Problem to solve: From the first entry to the last, repeat them all exactly.

*** Opening of Material provided ***

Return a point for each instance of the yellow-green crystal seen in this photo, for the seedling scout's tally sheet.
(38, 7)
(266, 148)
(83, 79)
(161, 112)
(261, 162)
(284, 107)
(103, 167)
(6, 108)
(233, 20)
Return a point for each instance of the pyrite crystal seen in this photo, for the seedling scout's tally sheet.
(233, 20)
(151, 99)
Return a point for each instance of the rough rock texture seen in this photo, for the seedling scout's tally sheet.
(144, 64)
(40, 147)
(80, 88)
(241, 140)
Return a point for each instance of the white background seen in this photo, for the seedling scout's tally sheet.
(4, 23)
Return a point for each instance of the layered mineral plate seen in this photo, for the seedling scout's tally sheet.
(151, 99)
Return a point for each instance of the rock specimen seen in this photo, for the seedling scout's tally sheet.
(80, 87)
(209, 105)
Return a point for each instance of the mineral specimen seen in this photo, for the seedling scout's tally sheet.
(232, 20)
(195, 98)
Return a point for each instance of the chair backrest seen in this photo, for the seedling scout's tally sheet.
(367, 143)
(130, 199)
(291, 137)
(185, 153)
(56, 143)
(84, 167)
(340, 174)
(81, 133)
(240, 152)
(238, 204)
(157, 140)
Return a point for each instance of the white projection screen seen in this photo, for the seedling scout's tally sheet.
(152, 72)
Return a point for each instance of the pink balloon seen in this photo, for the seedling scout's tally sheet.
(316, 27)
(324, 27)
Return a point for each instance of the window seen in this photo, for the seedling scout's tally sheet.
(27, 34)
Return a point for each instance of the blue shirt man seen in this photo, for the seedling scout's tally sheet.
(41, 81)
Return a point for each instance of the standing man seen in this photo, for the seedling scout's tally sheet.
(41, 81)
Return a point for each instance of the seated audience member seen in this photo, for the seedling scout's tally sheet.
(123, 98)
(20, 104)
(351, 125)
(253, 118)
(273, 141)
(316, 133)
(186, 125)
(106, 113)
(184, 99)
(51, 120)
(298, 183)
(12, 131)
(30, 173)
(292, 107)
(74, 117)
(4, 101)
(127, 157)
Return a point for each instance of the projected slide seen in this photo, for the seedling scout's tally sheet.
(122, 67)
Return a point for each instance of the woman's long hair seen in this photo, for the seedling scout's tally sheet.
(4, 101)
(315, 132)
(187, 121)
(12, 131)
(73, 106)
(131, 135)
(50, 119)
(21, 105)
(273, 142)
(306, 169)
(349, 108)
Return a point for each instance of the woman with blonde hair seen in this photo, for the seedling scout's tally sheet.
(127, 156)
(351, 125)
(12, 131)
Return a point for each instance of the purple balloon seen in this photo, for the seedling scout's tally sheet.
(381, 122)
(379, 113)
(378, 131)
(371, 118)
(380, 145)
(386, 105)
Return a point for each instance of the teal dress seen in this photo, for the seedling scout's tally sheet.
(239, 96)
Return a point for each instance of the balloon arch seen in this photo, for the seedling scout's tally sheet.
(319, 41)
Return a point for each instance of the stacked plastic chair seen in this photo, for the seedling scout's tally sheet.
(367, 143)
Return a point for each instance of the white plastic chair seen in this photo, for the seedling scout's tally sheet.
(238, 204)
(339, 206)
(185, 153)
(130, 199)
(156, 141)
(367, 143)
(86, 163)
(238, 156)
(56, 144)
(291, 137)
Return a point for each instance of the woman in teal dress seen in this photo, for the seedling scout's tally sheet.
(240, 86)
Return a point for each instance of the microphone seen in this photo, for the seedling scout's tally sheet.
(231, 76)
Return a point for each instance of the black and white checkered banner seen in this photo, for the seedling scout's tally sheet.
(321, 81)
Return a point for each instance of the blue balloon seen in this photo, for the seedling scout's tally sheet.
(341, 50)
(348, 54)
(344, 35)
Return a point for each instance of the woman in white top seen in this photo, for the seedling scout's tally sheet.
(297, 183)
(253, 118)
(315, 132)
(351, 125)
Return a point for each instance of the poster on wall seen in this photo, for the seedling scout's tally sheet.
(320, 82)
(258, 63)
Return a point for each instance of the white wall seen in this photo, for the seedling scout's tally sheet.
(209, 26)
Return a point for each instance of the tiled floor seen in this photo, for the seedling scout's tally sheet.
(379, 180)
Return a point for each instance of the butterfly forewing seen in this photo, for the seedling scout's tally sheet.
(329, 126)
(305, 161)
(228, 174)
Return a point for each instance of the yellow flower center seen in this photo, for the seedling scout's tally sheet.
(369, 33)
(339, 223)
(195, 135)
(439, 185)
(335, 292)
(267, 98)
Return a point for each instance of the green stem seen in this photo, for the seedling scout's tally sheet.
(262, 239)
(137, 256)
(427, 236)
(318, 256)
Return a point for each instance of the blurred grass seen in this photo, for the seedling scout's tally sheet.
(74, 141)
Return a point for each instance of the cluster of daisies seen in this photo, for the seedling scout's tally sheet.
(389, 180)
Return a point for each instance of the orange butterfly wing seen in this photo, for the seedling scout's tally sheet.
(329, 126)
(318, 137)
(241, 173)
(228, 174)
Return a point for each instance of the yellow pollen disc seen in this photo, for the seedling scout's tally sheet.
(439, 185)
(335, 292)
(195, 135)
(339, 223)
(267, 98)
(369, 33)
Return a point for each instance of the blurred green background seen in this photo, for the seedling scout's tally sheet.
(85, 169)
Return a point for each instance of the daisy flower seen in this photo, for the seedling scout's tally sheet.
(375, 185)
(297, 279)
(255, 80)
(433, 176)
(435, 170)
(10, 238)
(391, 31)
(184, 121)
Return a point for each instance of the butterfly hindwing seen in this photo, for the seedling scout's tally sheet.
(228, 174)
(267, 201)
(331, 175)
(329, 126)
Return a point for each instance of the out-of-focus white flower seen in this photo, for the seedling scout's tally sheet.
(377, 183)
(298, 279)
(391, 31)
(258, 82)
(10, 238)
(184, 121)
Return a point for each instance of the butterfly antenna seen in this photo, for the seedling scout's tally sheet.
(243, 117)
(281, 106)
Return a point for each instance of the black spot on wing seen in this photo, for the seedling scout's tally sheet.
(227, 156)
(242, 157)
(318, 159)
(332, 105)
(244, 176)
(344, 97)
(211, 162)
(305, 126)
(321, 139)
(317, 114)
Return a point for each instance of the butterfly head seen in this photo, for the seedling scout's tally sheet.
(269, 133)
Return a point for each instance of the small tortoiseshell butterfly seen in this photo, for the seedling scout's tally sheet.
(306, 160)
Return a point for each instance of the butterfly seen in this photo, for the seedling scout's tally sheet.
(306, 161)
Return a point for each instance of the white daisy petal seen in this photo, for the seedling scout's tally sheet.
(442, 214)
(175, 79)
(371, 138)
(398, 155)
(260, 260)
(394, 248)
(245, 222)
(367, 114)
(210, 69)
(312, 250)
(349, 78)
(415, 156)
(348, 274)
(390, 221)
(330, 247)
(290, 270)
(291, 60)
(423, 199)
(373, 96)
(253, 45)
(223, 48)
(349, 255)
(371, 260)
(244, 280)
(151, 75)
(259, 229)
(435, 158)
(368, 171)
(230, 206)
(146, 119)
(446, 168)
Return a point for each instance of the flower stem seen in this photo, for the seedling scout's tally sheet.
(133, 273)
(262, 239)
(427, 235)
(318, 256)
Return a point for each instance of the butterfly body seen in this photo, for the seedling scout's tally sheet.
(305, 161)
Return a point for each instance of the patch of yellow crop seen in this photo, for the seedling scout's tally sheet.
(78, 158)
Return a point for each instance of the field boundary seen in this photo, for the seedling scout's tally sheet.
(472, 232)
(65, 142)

*** Close of Material provided ***

Exercise result:
Return a point for each instance of the yellow-green crystal seen in this photo, for the seedling scout's tally sheet.
(38, 7)
(266, 148)
(83, 79)
(161, 112)
(261, 162)
(284, 107)
(103, 167)
(6, 108)
(233, 20)
Return a point for each instance of the pyrite crystal seen in this photo, for the seedling scout's tally sheet.
(233, 20)
(151, 99)
Return a point for each instance of the rough rock texture seen in this photo, for the seedling scout's tally sheet.
(144, 64)
(40, 147)
(80, 88)
(241, 140)
Return a point for each instance of the white background seen in this photo, for the seedling scout's tally sheet.
(4, 23)
Return a point for each instance of the layered mineral plate seen in this photo, for the seedling scout's tally sheet.
(151, 99)
Return a point for each instance of the rock specimen seen in this photo, for the seedling scout's tally sheet.
(80, 87)
(209, 105)
Return a point for each instance of the mineral specimen seen in this photo, for the seedling scout's tally sheet.
(232, 20)
(195, 98)
Return a point for each instance of the chair backrest seen in this photo, for the seedling scout's tally sheet.
(367, 143)
(130, 199)
(291, 137)
(185, 153)
(56, 143)
(84, 167)
(340, 174)
(81, 133)
(240, 152)
(238, 204)
(157, 140)
Return a point for each instance of the white projection screen seen in this photo, for the seedling scout's tally sheet.
(152, 72)
Return a point for each instance of the pink balloon seen in this photo, for the seedling scout's tally sheet.
(316, 27)
(324, 27)
Return a point for each instance of the window seen in this photo, for the seedling scout's tally sheet.
(27, 34)
Return a point for each instance of the blue shirt man seen in this photo, for the seedling scout's tally sheet.
(41, 81)
Return a point for each instance of the standing man seen in this photo, for the seedling scout's tally sheet.
(41, 81)
Return a point for each instance of the seated audience member seen in this photo, for the seedling scout's tally sheet.
(123, 98)
(20, 104)
(351, 125)
(253, 118)
(273, 141)
(316, 133)
(186, 125)
(106, 113)
(184, 99)
(51, 120)
(298, 183)
(12, 131)
(30, 173)
(292, 107)
(74, 117)
(4, 101)
(127, 157)
Return a point for each instance of the projected slide seen in this photo, for the seedling scout's tally sheet.
(122, 67)
Return a point for each instance of the woman's long hair seen in this photo, for the seedling scout's tally sheet.
(4, 101)
(315, 132)
(187, 121)
(12, 131)
(73, 106)
(131, 135)
(50, 119)
(21, 105)
(273, 142)
(306, 169)
(349, 108)
Return a point for each instance of the woman with blonde hair seen in this photo, for the seedling scout's tally sheet.
(127, 156)
(351, 125)
(12, 131)
Return a point for each instance of the purple balloon seen in this photo, for the seedling scout's tally sheet.
(381, 122)
(379, 113)
(378, 131)
(371, 118)
(380, 145)
(386, 105)
Return a point for each instance of the teal dress seen in this photo, for the seedling scout's tally sheet.
(239, 96)
Return a point for each instance of the balloon arch seen in this photo, for the seedling scout's tally sheet.
(319, 41)
Return a point for each instance of the stacked plastic chair seen in this photo, for the seedling scout's tally sheet.
(367, 143)
Return a point for each instance of the white plastic chair seen in this photo, for the seedling scout's tally sheet.
(238, 204)
(339, 206)
(185, 153)
(130, 199)
(156, 141)
(367, 143)
(86, 163)
(238, 156)
(56, 144)
(291, 137)
Return a point for each instance of the woman in teal dress seen in this photo, for the seedling scout's tally sheet.
(240, 86)
Return a point for each instance of the microphone seen in this photo, for the seedling scout's tally sheet.
(231, 76)
Return a point for each instance of the black and white checkered banner seen in this photo, for the seedling scout's tally sheet.
(321, 81)
Return a point for each instance of the blue balloon seen in this photo, for the seedling scout's tally sheet.
(341, 50)
(348, 54)
(344, 35)
Return a point for each instance of the woman in white top seen in this photo, for the seedling scout's tally sheet.
(297, 183)
(253, 118)
(315, 132)
(351, 125)
Return a point for each instance of the poster on wall seen in this photo, for the seedling scout's tally sheet.
(320, 82)
(258, 63)
Return a point for each instance of the white wall seen in this photo, for the seedling scout's tally sheet.
(209, 26)
Return a point for each instance of the tiled floor seen in this photo, for the seedling scout's tally sheet.
(379, 180)
Return a point for each instance of the butterfly forewing seen in this photo, for the seedling scout's tally sheet.
(329, 126)
(305, 161)
(228, 174)
Return a point for each instance of the yellow flower center seen in this photo, for the seedling scout's tally sheet.
(369, 33)
(339, 223)
(195, 135)
(439, 185)
(335, 292)
(267, 98)
Return a point for each instance of the green stem seen in this photo, for the seedling scout's tally sheet.
(262, 239)
(137, 256)
(427, 236)
(318, 256)
Return a point for each instance of the blurred grass seen in this photo, for the seedling scout's tally sheet.
(74, 141)
Return a point for each instance of the cluster of daisies seen in this photo, for the seedling scout's tally sheet.
(389, 180)
Return a point for each instance of the orange butterfly wing seen in this photo, for the seedling scout's tally sheet.
(329, 126)
(318, 137)
(241, 173)
(228, 174)
Return a point for each instance of the yellow pollen disc seen in this photo, for the seedling scout's tally sheet.
(439, 185)
(335, 292)
(195, 135)
(339, 223)
(267, 98)
(369, 33)
Return a point for each instance of the blurred green background seen in this photo, for the seedling scout's tally sheet.
(85, 169)
Return a point for each instance of the daisy flower seen in this photo, for the seedling scout's tally sheet.
(375, 185)
(297, 279)
(255, 80)
(433, 176)
(435, 170)
(10, 238)
(391, 31)
(184, 121)
Return a point for each instance of the butterfly hindwing seen in this photo, for the seedling scout's tally sheet.
(228, 174)
(267, 201)
(331, 175)
(329, 126)
Return a point for each instance of the out-of-focus white flower seen in this photo, for the seedling scout's tally sheet.
(377, 183)
(298, 279)
(391, 31)
(258, 82)
(10, 238)
(184, 121)
Return a point for each instance of the butterfly antenna seen in this photo, for the seedling scout's tally sheet.
(243, 117)
(281, 106)
Return a point for each instance of the black spot on wing seen in this photo, for the seedling scout's tally sheet.
(227, 156)
(242, 157)
(318, 159)
(332, 105)
(244, 176)
(344, 97)
(211, 162)
(305, 126)
(321, 139)
(317, 114)
Return a point for each instance of the butterfly head seen in this photo, for the seedling scout's tally sheet.
(269, 133)
Return a point for each instance of the small tortoiseshell butterfly seen in this photo, for the seedling scout's tally sheet.
(306, 160)
Return a point for each instance of the butterfly seen in this photo, for the seedling scout's tally sheet.
(306, 161)
Return a point for each instance of the white daisy petal seen in this photo, for the seedling scout's tally sheet.
(442, 214)
(175, 79)
(371, 138)
(398, 155)
(260, 260)
(394, 248)
(245, 222)
(367, 114)
(210, 69)
(312, 250)
(349, 78)
(415, 156)
(348, 274)
(390, 221)
(330, 247)
(290, 270)
(291, 60)
(423, 199)
(373, 96)
(253, 45)
(223, 48)
(349, 255)
(371, 260)
(244, 280)
(151, 75)
(259, 229)
(435, 158)
(368, 171)
(230, 206)
(146, 119)
(446, 168)
Return a point for each instance of the flower stem seen in this photo, for the seedling scout's tally sheet.
(133, 273)
(262, 239)
(427, 235)
(318, 256)
Return a point for each instance of the butterfly body seen in this photo, for the seedling scout's tally sheet.
(305, 161)
Return a point for each instance of the patch of yellow crop seen in this photo, for the seedling scout's tally sheet.
(78, 158)
Return a point for each instance of the field boundary seen in this photo, for the seedling scout's tally sheet.
(472, 232)
(65, 142)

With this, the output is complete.